Excerpted records |
--- START ---

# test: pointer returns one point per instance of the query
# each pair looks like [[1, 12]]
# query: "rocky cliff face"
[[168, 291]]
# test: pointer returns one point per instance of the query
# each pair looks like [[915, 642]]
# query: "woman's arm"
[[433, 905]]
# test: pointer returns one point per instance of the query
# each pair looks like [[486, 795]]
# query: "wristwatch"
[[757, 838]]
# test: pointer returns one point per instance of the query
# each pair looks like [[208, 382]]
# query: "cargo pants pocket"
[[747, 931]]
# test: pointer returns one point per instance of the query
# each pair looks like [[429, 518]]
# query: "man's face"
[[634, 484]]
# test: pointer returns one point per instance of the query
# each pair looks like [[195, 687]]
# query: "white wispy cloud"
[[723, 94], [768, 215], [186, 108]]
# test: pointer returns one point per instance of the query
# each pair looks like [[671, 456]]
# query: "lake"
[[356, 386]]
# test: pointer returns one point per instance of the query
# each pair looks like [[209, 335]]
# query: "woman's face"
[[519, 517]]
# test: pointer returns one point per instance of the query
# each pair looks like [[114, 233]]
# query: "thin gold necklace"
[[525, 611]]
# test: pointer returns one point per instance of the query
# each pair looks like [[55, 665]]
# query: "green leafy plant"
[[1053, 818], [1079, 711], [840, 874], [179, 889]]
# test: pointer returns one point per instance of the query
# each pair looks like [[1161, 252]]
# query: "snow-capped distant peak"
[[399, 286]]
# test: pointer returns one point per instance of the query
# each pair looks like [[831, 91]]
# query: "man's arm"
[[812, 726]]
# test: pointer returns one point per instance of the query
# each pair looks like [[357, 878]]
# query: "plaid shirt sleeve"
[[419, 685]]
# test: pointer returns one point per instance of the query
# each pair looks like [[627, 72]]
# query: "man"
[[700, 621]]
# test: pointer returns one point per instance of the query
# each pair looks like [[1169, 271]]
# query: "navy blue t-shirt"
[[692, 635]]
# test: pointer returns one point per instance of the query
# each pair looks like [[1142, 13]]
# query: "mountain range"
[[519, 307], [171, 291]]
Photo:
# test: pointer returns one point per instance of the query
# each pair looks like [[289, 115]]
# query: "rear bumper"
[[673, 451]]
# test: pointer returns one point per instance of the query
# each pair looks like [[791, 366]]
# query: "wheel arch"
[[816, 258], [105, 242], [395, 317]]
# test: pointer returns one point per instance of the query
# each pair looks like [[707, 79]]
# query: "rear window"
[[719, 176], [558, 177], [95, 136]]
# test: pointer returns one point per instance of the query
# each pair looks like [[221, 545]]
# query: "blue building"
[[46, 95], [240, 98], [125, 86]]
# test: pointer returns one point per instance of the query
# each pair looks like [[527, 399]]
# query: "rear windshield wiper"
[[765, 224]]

--- END ---

To do | Copy out each line of the material and keep every word unchanged.

Output |
# test: pointer returns one point per instance of the query
# each pair looks like [[1, 12]]
# query: "rocky cliff face"
[[168, 291]]
# test: pointer returns one point per instance of the query
# each pair looks like [[915, 642]]
# query: "woman's arm"
[[433, 905]]
# test: pointer returns one point per instance of the query
# each pair looks like [[486, 795]]
# query: "wristwatch"
[[757, 838]]
# test: pointer returns one point per instance of the query
# each pair looks like [[208, 382]]
# query: "cargo pants pocket"
[[747, 931]]
# test: pointer returns one point per instance of the query
# each pair looks like [[429, 518]]
# query: "man's face"
[[634, 484]]
# test: pointer returns one point per instance of the query
# each pair looks like [[195, 687]]
# query: "white wispy cloud"
[[723, 94], [768, 215], [186, 108]]
# test: pointer returns one point per instance of the query
# each pair looks like [[671, 456]]
# query: "lake"
[[356, 386]]
# test: pointer returns one point per instance of the query
# each pair looks like [[209, 335]]
# query: "woman's face"
[[519, 517]]
# test: pointer returns one point per instance of the query
# each pair looks like [[114, 233]]
# query: "thin gold necklace"
[[525, 611]]
# test: pointer returns one point per instance of the query
# each pair looks like [[55, 665]]
# query: "green leafy plant"
[[1053, 818], [1079, 711], [840, 874], [179, 889]]
# test: pointer returns one point per instance of the query
# each pair looks like [[1161, 252]]
# query: "snow-capped distant peak"
[[399, 286]]
# test: pointer returns one point per instance of the query
# each pair looks like [[831, 91]]
# query: "man's arm"
[[812, 726]]
# test: pointer returns one point per instance of the query
# each pair looks like [[357, 878]]
# query: "plaid shirt sleeve"
[[419, 685]]
# test: pointer returns one point per instance of the query
# each pair looks like [[627, 72]]
# query: "man"
[[700, 621]]
# test: pointer returns one point per instance of the query
# each pair looks like [[1169, 271]]
# query: "navy blue t-shirt"
[[692, 635]]
# test: pointer returns one point per instance of the query
# each pair looks like [[1142, 13]]
# query: "mountain range"
[[519, 307], [171, 291]]
Photo:
# test: pointer returns one point per instance of the query
# each pair looks like [[289, 115]]
# query: "rear bumper"
[[673, 451]]
# test: pointer returns one point per instance of the query
# each pair looks like [[791, 366]]
# query: "wheel arch"
[[816, 258], [105, 242], [395, 317]]
# test: pointer returns one point per instance of the query
# each pair looks like [[707, 79]]
# query: "rear window"
[[719, 176], [558, 177], [95, 136]]
# test: pointer returns one point per instance of the query
# each pair looks like [[221, 545]]
# query: "blue building"
[[46, 95], [240, 98], [125, 86]]
# test: pointer returns one point per instance of the query
# each pair looks like [[527, 399]]
# query: "rear windshield wiper"
[[765, 224]]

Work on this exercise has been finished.